TASK INSTRUCTIONS -> Starting with the line that has "Q: give x and y for each instance of the cluster" in the records below and stopping after the line that has "Q: give x and y for each instance of the savanna", output every line exactly and nothing else; skip pictures.

DATASET EXTRACT ->
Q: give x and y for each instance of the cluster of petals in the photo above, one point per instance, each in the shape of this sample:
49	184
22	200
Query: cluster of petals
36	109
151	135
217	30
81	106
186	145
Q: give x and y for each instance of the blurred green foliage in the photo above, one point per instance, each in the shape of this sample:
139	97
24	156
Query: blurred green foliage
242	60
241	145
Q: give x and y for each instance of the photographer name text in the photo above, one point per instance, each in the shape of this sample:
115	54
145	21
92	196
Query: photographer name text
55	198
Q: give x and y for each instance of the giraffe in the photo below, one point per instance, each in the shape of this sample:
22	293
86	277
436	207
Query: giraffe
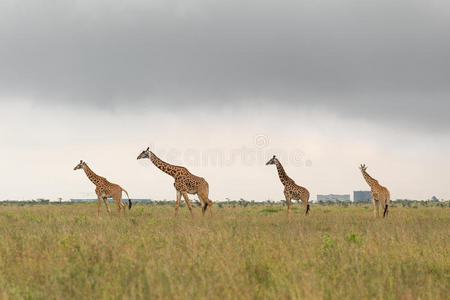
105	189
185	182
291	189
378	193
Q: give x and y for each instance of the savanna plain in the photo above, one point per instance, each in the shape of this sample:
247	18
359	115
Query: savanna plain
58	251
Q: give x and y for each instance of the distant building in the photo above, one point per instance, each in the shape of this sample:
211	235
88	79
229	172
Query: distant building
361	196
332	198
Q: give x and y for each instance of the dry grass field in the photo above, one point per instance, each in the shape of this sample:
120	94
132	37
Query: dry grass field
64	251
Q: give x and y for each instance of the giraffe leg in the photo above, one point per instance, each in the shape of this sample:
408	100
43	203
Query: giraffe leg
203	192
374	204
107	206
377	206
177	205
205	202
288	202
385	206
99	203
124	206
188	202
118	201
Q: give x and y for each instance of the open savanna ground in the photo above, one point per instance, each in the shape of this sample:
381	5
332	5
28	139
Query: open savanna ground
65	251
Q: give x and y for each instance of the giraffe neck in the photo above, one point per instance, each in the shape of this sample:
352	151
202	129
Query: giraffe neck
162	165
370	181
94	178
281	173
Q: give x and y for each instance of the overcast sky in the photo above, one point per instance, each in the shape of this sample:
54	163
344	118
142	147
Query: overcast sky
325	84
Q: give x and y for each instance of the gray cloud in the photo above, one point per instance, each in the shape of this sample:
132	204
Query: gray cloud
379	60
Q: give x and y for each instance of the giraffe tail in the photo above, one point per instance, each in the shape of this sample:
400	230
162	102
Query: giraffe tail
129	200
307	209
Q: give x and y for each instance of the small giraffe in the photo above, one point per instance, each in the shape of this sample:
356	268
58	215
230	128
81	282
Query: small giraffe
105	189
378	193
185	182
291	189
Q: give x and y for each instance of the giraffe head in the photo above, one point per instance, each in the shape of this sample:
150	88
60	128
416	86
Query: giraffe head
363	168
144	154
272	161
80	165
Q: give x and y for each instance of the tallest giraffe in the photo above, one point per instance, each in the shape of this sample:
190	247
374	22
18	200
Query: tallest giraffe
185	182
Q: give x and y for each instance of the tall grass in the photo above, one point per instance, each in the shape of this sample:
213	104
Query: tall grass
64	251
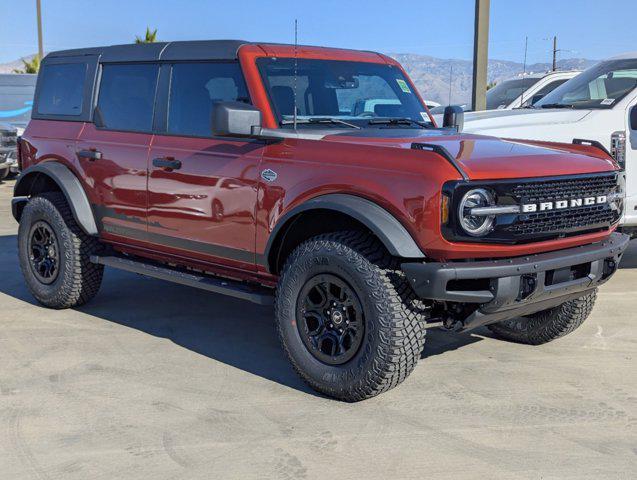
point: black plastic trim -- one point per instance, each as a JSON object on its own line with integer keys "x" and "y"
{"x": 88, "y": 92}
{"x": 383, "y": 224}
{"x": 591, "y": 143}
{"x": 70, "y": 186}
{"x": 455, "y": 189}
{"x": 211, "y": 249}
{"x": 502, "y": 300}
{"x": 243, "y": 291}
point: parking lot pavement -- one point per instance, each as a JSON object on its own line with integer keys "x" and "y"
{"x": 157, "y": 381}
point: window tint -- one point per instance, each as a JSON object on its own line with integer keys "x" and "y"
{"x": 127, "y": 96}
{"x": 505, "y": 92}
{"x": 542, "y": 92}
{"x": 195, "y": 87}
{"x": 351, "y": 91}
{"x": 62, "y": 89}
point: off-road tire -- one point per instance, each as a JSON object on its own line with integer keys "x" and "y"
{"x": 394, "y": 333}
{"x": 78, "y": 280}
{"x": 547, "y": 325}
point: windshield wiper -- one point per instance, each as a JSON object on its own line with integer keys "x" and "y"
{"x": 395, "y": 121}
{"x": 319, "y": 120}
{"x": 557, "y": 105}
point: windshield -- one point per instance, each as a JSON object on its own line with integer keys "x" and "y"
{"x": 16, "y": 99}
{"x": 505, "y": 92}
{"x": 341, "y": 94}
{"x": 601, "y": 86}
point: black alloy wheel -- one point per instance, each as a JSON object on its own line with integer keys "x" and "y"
* * *
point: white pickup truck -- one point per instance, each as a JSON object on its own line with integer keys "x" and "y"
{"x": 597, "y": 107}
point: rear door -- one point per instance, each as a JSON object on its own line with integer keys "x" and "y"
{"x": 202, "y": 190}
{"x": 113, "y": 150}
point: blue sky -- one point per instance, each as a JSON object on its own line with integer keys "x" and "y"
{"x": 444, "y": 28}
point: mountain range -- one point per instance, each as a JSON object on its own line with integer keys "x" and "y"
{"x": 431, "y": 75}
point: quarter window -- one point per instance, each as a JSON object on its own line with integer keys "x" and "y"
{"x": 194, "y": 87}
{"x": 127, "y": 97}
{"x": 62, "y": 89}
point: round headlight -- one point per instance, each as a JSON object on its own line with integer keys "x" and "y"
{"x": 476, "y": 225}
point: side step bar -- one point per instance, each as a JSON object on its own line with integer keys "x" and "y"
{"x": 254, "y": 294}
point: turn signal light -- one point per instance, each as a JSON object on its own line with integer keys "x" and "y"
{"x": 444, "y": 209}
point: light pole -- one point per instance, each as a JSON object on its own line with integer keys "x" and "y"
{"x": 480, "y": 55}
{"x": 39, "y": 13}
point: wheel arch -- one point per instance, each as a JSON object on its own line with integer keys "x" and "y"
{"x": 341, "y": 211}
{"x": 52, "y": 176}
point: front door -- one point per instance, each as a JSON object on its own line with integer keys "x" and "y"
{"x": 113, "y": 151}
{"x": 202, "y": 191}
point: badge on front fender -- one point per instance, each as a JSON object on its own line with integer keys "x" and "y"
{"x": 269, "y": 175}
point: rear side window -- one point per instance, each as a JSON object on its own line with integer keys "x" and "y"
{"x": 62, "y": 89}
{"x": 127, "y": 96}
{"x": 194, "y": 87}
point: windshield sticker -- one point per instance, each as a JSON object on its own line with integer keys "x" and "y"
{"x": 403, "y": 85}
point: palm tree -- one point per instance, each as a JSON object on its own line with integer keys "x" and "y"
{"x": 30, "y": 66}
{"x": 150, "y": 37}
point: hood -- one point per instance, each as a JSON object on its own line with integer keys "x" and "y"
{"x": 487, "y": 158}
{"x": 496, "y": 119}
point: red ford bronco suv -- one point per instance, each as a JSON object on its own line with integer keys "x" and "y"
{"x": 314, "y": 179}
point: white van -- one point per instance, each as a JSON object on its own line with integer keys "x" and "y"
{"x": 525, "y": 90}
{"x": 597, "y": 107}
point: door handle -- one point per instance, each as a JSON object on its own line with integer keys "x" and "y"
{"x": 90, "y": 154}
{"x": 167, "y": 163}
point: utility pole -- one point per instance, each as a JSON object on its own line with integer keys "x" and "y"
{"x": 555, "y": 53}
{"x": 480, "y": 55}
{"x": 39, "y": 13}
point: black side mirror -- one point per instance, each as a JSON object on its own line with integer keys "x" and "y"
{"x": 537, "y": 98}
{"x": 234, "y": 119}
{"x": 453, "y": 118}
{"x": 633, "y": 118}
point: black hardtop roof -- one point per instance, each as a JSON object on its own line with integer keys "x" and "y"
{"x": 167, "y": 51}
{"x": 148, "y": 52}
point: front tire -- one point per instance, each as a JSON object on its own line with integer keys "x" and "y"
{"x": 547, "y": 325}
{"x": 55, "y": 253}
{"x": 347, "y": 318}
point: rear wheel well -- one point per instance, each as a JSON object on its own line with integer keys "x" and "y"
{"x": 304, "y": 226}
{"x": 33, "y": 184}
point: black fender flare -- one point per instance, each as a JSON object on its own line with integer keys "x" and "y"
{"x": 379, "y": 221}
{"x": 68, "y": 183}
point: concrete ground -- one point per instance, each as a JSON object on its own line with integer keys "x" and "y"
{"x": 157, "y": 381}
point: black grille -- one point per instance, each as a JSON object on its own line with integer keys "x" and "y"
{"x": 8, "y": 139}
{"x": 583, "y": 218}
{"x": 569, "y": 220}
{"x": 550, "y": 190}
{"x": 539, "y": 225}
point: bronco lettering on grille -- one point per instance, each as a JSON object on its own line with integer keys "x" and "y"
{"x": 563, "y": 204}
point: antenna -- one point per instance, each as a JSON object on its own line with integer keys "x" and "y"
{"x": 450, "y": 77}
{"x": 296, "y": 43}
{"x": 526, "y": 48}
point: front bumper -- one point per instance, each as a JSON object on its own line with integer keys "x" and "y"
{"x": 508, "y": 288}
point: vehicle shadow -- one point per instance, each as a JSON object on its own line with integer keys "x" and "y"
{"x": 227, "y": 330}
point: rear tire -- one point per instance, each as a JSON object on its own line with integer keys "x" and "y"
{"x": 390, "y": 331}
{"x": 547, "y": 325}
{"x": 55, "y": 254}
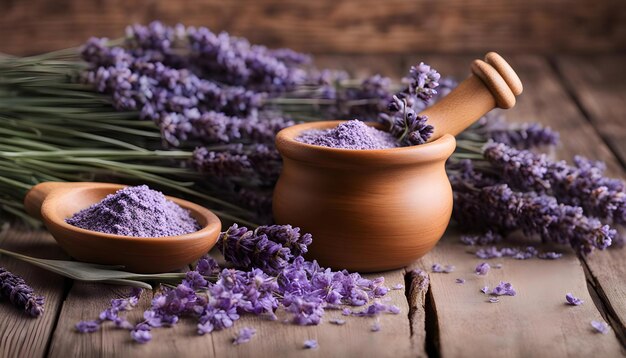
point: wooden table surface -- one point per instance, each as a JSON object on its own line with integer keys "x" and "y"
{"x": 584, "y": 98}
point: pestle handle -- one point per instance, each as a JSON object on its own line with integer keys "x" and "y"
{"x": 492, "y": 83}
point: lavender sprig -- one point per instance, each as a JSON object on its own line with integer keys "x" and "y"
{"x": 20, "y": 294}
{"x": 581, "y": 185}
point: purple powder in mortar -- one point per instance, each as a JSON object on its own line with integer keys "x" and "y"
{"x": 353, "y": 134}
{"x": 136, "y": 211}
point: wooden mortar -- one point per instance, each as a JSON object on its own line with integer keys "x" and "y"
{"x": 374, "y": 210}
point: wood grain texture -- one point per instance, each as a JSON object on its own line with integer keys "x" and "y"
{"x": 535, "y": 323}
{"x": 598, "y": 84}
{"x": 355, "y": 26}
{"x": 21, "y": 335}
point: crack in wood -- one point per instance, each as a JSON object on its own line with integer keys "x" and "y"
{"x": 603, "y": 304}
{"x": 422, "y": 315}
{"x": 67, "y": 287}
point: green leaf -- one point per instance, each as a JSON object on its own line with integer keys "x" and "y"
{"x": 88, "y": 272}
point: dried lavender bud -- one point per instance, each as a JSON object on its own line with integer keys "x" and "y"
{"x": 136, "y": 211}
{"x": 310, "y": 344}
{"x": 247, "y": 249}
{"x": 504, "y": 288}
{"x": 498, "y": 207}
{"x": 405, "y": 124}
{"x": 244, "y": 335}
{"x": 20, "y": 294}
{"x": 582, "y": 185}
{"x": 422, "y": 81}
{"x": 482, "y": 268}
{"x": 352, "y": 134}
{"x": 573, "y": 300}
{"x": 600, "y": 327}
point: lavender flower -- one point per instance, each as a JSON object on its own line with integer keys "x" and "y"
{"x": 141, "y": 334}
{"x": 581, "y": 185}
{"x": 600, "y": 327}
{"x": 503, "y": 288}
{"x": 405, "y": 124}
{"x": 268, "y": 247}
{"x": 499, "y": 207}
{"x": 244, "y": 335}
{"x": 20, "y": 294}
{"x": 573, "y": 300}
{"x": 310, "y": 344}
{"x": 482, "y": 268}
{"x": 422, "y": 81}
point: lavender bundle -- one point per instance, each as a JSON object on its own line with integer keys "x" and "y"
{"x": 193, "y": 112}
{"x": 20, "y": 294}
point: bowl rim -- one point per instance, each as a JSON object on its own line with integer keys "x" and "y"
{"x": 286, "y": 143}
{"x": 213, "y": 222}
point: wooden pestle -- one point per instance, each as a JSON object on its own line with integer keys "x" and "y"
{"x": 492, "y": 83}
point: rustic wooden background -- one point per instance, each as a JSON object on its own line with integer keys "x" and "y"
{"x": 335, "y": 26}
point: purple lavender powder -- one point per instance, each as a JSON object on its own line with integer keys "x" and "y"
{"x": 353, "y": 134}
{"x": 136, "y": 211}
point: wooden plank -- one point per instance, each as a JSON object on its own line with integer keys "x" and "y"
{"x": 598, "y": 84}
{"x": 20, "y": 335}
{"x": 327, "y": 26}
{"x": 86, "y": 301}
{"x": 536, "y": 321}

EXERCISE RESPONSE ->
Q: give x and y for each instance of the cluster of petals in the photo above, one point per instance, each in the shape of this sample:
49	184
22	200
Query: cluster of petals
36	109
151	135
217	30
81	106
186	145
Q: give x and y for each instance of the blurred green foliage in the photo above, one point per instance, each in the shape of this sample:
139	97
24	156
Query: blurred green foliage
242	60
241	145
Q: give x and y for each instance of the photographer name text in the photo above, one point per instance, each in the shape of this sample:
115	54
145	21
92	196
Query: photographer name text
55	198
Q: give x and y for each instance of the giraffe in the photo below, one point per instance, each in the shape of this sample:
22	293
86	277
436	207
Query: giraffe
105	189
185	182
291	189
378	193
Q: give x and y for each instance of the savanna plain in the photo above, one point per instance, each in the shape of this sample:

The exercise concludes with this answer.